Only the final stretch of lines is needed: output exactly the line containing "positive clicks: (281, 170) (286, 170)" and all lines following it in the listing below.

---------- Records for this exercise

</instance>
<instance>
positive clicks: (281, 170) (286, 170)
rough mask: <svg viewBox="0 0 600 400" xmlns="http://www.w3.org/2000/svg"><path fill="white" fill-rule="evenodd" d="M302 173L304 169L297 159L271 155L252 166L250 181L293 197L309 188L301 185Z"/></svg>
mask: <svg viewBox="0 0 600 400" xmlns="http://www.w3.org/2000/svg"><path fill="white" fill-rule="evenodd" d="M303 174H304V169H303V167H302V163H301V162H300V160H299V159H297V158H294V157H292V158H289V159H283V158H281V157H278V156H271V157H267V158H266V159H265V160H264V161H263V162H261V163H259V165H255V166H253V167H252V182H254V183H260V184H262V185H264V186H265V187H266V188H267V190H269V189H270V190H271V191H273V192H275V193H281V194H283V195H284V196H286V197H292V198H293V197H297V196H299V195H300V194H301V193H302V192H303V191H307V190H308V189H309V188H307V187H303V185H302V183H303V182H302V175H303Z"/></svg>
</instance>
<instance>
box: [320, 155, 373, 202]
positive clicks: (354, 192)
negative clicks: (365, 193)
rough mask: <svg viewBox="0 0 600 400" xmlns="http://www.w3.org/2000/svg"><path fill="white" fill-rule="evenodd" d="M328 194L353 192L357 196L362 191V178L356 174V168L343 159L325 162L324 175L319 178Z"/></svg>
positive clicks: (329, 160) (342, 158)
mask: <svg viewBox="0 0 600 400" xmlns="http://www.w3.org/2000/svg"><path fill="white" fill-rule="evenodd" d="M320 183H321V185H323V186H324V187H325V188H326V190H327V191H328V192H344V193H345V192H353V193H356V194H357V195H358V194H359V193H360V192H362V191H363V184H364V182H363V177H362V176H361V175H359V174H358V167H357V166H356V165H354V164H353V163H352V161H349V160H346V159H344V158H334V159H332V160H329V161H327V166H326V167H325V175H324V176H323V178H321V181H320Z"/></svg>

--------------------

> Solution to the problem
positive clicks: (281, 170) (286, 170)
rough mask: <svg viewBox="0 0 600 400" xmlns="http://www.w3.org/2000/svg"><path fill="white" fill-rule="evenodd" d="M302 173L304 169L297 159L271 155L252 166L250 181L293 197L309 188L301 185Z"/></svg>
mask: <svg viewBox="0 0 600 400" xmlns="http://www.w3.org/2000/svg"><path fill="white" fill-rule="evenodd" d="M303 174H304V169H303V167H302V163H301V162H300V160H299V159H297V158H294V157H292V158H289V159H283V158H281V157H278V156H271V157H267V158H266V159H265V160H264V161H263V162H261V163H259V165H255V166H253V167H252V182H254V183H260V184H262V185H264V186H265V187H266V188H267V190H269V189H270V190H271V191H273V192H275V193H281V194H283V195H284V196H286V197H292V198H293V197H297V196H299V195H300V194H301V193H302V192H303V191H307V190H308V189H309V188H307V187H303V185H302V183H303V182H302V175H303Z"/></svg>
</instance>
<instance>
box: [320, 155, 373, 202]
positive clicks: (354, 192)
negative clicks: (365, 193)
rough mask: <svg viewBox="0 0 600 400" xmlns="http://www.w3.org/2000/svg"><path fill="white" fill-rule="evenodd" d="M328 194L353 192L357 196L362 191V178L356 174V168L343 159L325 162L324 175L319 178Z"/></svg>
positive clicks: (329, 160) (342, 158)
mask: <svg viewBox="0 0 600 400" xmlns="http://www.w3.org/2000/svg"><path fill="white" fill-rule="evenodd" d="M320 183H321V185H323V186H324V187H325V188H326V190H327V191H328V192H344V193H345V192H353V193H356V194H357V195H358V194H359V193H360V192H362V191H363V184H364V182H363V177H362V176H361V175H359V174H358V167H357V166H356V165H354V164H353V163H352V161H349V160H346V159H344V158H334V159H332V160H329V161H327V166H326V167H325V175H324V176H323V178H321V181H320Z"/></svg>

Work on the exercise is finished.